**EXTRACTED TEXT**.
** start **
OHH...did you do the new traps?[/QUOTE]

Yep!  Had a lot of fun working there.  Their "teaching pro" is one of my best and oldest friends in golf.  (The entire course is really starting to be in good condition  -  new superintendent!)

----------


## Darryl Wolfe

Here is a copy of a Gibson invoice dated June 1933 showing that F5 mandolin 89516 was delivered.  We universally refer to the 89xxx mandolins as 1929.  This is just another shred of evidence that the thick lacquer finish on some "1929" mandolins is really 1933-34 and that 89xxx just may be 1933-34

----------


## Links

Darryl:

You may have already seen this, but if not thought you might find it interesting!

http://www.banjohangout.org/topic/160645

----------


## Darryl Wolfe

Thanks Links..I will post that here for record keeping.  This is fully consistent with the contentions I have been making lately

______________

Some of the pre-World War II Gibson banjo manufacturing dates that we commonly accept are incorrect.
** end **
**DIRECTION 1**. In the forum thread about Gibson instruments, what is the date on the invoice showing that F5 mandolin 89516 was delivered?
The forum thread above has nothing to do with the rows that follow.

**PROVIDED DATA**.
** start **
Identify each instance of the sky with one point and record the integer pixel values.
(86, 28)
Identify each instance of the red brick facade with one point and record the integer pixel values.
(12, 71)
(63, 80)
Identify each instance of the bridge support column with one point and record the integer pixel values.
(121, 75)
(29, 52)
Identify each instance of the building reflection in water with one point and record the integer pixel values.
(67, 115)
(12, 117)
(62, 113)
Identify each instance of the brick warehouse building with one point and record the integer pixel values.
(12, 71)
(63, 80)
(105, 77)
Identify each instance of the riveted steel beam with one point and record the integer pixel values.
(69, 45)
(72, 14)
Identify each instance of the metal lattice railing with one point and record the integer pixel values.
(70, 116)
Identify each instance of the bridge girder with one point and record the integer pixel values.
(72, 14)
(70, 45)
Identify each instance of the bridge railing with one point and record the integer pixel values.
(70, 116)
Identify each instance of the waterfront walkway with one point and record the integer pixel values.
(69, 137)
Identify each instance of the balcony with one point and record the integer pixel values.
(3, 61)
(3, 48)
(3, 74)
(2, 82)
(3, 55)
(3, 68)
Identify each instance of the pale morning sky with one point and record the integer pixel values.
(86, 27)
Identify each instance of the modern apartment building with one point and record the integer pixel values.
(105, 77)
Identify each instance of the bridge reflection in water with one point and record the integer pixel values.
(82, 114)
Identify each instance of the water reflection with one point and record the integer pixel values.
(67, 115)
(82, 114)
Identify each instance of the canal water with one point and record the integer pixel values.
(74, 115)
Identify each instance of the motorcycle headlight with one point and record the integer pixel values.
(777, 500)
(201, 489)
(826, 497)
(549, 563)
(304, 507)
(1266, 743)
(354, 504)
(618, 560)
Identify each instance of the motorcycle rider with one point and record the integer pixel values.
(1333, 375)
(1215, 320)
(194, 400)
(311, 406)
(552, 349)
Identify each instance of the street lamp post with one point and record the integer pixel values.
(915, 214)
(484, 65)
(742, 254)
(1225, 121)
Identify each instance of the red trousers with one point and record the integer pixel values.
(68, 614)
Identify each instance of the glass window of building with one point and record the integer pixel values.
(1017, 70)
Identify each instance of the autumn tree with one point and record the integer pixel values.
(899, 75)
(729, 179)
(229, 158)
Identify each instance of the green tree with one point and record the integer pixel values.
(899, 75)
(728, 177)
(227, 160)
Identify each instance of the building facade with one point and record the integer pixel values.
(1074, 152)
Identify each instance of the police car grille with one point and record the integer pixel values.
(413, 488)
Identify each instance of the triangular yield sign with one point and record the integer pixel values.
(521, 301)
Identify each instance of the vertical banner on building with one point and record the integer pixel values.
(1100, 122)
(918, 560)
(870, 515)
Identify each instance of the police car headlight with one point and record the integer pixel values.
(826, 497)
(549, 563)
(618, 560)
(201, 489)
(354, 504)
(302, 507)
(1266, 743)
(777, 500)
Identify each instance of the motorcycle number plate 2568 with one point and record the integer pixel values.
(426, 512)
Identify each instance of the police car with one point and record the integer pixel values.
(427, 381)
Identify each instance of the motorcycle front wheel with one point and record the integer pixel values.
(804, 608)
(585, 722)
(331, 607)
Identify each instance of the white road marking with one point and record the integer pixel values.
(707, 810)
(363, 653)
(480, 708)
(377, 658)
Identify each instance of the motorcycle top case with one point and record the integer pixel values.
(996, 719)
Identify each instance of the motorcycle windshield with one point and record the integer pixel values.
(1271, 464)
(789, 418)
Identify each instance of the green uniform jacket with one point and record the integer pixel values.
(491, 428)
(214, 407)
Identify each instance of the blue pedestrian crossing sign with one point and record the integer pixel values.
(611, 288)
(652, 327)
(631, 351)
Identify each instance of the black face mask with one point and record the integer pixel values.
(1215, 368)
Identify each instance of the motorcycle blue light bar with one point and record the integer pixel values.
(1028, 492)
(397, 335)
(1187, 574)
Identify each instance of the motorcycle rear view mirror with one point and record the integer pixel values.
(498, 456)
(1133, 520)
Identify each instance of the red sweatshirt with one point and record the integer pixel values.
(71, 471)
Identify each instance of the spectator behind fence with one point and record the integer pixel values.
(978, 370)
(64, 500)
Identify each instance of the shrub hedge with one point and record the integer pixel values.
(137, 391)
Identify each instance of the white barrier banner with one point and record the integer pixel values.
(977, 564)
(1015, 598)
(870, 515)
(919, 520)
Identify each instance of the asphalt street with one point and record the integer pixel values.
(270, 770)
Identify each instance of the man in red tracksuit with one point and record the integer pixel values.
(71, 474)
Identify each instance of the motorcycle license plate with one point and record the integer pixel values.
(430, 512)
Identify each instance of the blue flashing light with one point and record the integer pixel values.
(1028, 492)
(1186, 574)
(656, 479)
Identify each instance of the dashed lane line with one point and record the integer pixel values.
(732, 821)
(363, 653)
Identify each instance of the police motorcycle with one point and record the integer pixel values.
** end **
**DIRECTION 2**. Count the lines in the rows that contain the word "facade", and reply with the number alone.

**WRITTEN SOLUTION 1**. June 1933

**WRITTEN SOLUTION 2**. 2